▶ What needs to be done
Output each of the following lines verbatim, without any alteration.

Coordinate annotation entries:
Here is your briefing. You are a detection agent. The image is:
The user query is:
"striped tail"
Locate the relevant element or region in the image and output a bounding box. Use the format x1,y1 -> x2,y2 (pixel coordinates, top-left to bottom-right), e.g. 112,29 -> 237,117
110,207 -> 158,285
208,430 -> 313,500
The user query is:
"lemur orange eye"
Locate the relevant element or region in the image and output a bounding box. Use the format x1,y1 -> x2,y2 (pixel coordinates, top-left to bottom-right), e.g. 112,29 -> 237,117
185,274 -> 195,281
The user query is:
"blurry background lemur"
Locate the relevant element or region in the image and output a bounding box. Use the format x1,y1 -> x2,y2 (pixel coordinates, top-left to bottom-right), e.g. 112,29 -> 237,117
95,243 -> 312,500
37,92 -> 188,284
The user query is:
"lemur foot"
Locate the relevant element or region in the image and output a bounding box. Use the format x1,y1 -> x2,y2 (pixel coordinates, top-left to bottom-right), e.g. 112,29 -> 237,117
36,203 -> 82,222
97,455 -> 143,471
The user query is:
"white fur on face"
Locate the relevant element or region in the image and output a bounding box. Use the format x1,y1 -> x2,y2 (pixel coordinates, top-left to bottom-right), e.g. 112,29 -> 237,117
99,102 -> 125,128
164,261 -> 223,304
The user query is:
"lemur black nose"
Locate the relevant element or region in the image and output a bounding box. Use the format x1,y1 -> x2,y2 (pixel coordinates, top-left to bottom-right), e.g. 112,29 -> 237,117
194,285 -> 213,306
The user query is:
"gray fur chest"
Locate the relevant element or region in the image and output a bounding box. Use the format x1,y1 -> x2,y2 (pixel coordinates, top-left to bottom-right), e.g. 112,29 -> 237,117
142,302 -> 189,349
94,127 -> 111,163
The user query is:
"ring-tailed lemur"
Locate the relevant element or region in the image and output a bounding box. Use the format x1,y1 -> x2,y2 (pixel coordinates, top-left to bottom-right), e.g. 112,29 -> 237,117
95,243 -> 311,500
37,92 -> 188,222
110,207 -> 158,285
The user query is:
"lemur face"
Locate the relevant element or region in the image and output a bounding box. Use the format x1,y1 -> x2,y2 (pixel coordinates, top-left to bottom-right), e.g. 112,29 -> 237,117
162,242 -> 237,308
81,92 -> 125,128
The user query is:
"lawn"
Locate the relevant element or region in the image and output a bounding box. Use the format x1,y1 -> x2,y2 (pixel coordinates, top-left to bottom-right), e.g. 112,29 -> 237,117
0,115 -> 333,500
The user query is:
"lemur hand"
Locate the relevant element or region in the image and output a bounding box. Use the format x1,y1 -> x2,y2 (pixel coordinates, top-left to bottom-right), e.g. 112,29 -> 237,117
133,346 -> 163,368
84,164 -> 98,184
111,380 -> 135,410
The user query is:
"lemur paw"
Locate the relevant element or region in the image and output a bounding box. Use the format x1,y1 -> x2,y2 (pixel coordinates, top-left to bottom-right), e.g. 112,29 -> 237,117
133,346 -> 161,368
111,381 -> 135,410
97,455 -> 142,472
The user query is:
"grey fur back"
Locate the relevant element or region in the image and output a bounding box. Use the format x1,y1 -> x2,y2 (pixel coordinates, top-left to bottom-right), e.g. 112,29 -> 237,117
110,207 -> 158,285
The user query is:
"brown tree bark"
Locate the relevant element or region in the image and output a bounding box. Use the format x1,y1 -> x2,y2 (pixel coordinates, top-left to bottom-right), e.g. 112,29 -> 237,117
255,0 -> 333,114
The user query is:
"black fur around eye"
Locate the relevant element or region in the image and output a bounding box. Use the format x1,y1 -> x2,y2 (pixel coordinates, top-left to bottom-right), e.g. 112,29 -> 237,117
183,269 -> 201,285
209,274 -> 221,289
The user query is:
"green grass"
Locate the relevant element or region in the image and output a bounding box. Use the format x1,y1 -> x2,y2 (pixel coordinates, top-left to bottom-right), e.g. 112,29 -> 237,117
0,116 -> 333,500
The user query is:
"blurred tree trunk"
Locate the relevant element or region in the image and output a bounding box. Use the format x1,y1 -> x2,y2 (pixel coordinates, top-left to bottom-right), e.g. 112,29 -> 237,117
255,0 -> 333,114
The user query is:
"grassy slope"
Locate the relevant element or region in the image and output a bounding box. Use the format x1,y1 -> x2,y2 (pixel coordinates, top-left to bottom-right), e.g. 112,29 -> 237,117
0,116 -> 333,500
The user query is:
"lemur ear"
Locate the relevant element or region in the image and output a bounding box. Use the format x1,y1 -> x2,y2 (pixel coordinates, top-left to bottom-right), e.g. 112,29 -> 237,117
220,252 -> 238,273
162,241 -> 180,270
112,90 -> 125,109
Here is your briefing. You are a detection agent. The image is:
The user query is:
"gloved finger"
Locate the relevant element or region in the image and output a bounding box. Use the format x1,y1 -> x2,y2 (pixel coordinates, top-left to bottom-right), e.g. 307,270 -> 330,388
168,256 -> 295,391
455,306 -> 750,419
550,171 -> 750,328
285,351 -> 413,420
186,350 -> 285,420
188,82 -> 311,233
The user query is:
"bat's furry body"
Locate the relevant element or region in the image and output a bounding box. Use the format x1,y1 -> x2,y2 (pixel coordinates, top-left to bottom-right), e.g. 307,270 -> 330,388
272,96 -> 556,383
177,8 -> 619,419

▶ Exercise solution
Here is your briefing. You are a detection agent. The image is:
The user query is:
"striped tail"
Locate the relevant element or region in the image and output a bounding box. Use the format x1,y1 -> x2,y2 (pixel coordinates, top-left to bottom-right), e.g. 112,29 -> 237,117
110,207 -> 158,285
208,430 -> 313,500
The user query is:
"lemur orange eye"
Locate the relevant element or region in the image and output a bounding box. Use the format x1,y1 -> x2,y2 (pixel coordinates, top-left to bottom-right), e.g. 112,29 -> 237,117
185,274 -> 195,281
The user query is:
"blurry background lemur"
Locate the relevant element or region in the image and output a bounding box. Use the format x1,y1 -> x2,y2 (pixel coordinates, top-left to bottom-right), e.g. 112,29 -> 237,117
95,243 -> 312,500
37,92 -> 188,284
The user query is:
"lemur foot"
Locate the relevant element or region in the image and output a bounding box. Use the format x1,y1 -> x2,y2 (pixel coordinates, top-left to bottom-right), e.g. 112,29 -> 237,117
36,203 -> 82,222
97,455 -> 143,471
The user query is:
"white fur on face"
Locate the relevant element or region in the image and output a bounding box. Use the format x1,y1 -> x2,y2 (pixel coordinates, top-left to bottom-right), e.g. 112,29 -> 237,117
99,102 -> 125,128
164,261 -> 223,304
The user query is:
"lemur black nose"
Locate the relevant element or region in the image and output a bounding box. Use the format x1,y1 -> x2,y2 (pixel coordinates, top-left to bottom-right), e.g. 112,29 -> 237,117
194,285 -> 213,306
The user query is:
"gray fur chest"
Locate the relevant element or region in the image and output a bounding box. Use the format x1,y1 -> x2,y2 (pixel coordinates, top-left to bottom-right), e.g. 112,29 -> 237,117
142,302 -> 189,349
94,127 -> 111,163
The user query is:
"ring-tailed lemur"
Locate the relevant element or region in the image and output a bounding box. Use the format x1,y1 -> x2,y2 (pixel coordinates, top-left to bottom-right), e.g. 112,29 -> 237,117
95,243 -> 311,500
37,92 -> 188,222
110,207 -> 158,285
The user query is:
"lemur face"
Locate the relevant element or region in the image and output a bounding box. Use the format x1,y1 -> x2,y2 (pixel coordinates, top-left to bottom-right), e.g. 112,29 -> 237,117
162,242 -> 237,308
81,92 -> 125,128
The user query is:
"lawn"
Locate the relevant element or region in the image and output a bounding box. Use the format x1,y1 -> x2,y2 (pixel coordinates, top-left to bottom-right), e.g. 112,29 -> 237,117
0,115 -> 333,500
The user query is:
"lemur hand"
Locate the relevant element or region in the image and output a bounding box. Use the format x1,y1 -> x2,y2 (pixel coordinates, top-left to bottom-right), e.g. 112,29 -> 237,117
133,346 -> 163,368
84,164 -> 98,184
111,380 -> 135,410
The user query is:
"lemur paw"
Locate the relevant element or region in the image and output a bounding box. Use the format x1,y1 -> x2,y2 (pixel coordinates, top-left to bottom-right), e.g. 112,29 -> 237,117
133,346 -> 161,368
111,381 -> 135,410
97,455 -> 142,472
The user query is:
"grey fur back"
Locate the relevant element or region in the image and output a bounding box. Use the format x1,y1 -> x2,y2 (pixel coordinates, top-left to bottom-right), e.g. 112,29 -> 237,117
110,207 -> 158,285
The user query is:
"brown tree bark"
Locate the relevant element or region in the image and output a bounding box. Use the format x1,y1 -> x2,y2 (pixel coordinates, top-left to bottom-right), e.g. 112,29 -> 237,117
255,0 -> 333,114
The user query is:
"black fur around eye"
Locate the relevant element or region in the image and output a bounding box. Use the format x1,y1 -> x2,y2 (pixel coordinates, top-left to bottom-right), e.g. 112,29 -> 237,117
183,269 -> 201,285
209,274 -> 221,289
The user query is:
"green grass"
Locate the relevant element or region in the image and output a bounding box. Use the format x1,y1 -> x2,y2 (pixel coordinates, top-left to bottom-right), e.g. 112,29 -> 237,117
0,116 -> 333,500
The user query is:
"blurred tree trunk"
Locate the relevant element or region in the image and output a bounding box. Use the format x1,y1 -> x2,y2 (pixel coordinates, top-left to bottom-right), e.g. 112,29 -> 237,117
255,0 -> 333,114
The user query is:
"grassy slope"
Locate the relevant element or region in the image and output a bounding box. Use the format x1,y1 -> x2,y2 (pixel coordinates, top-left to bottom-right), e.g. 112,29 -> 237,117
0,116 -> 333,500
The user query is:
"lemur ear"
Locate the relevant element or region in the image and output a bounding box. Use the format x1,y1 -> x2,y2 (pixel coordinates, top-left to bottom-right), e.g. 112,29 -> 237,117
220,252 -> 238,273
162,241 -> 180,270
112,90 -> 125,109
Here is your briefing. You are a detection agent. The image is:
The user query is:
"gloved finger"
Locate the relevant element or region in the image and output a bounding box. Use the format x1,y1 -> x2,y2 (pixel coordinates, top-left to bottom-right), e.g. 307,270 -> 330,388
168,256 -> 295,391
455,306 -> 750,419
550,171 -> 750,328
285,351 -> 413,420
186,350 -> 285,420
188,82 -> 311,233
The user query is:
"bat's furry body"
Locate the relevant element or region in the image and output a bounding box. Use the format x1,y1 -> x2,y2 (pixel coordinates, top-left to bottom-right), e.g. 307,270 -> 330,388
272,96 -> 556,383
177,8 -> 619,419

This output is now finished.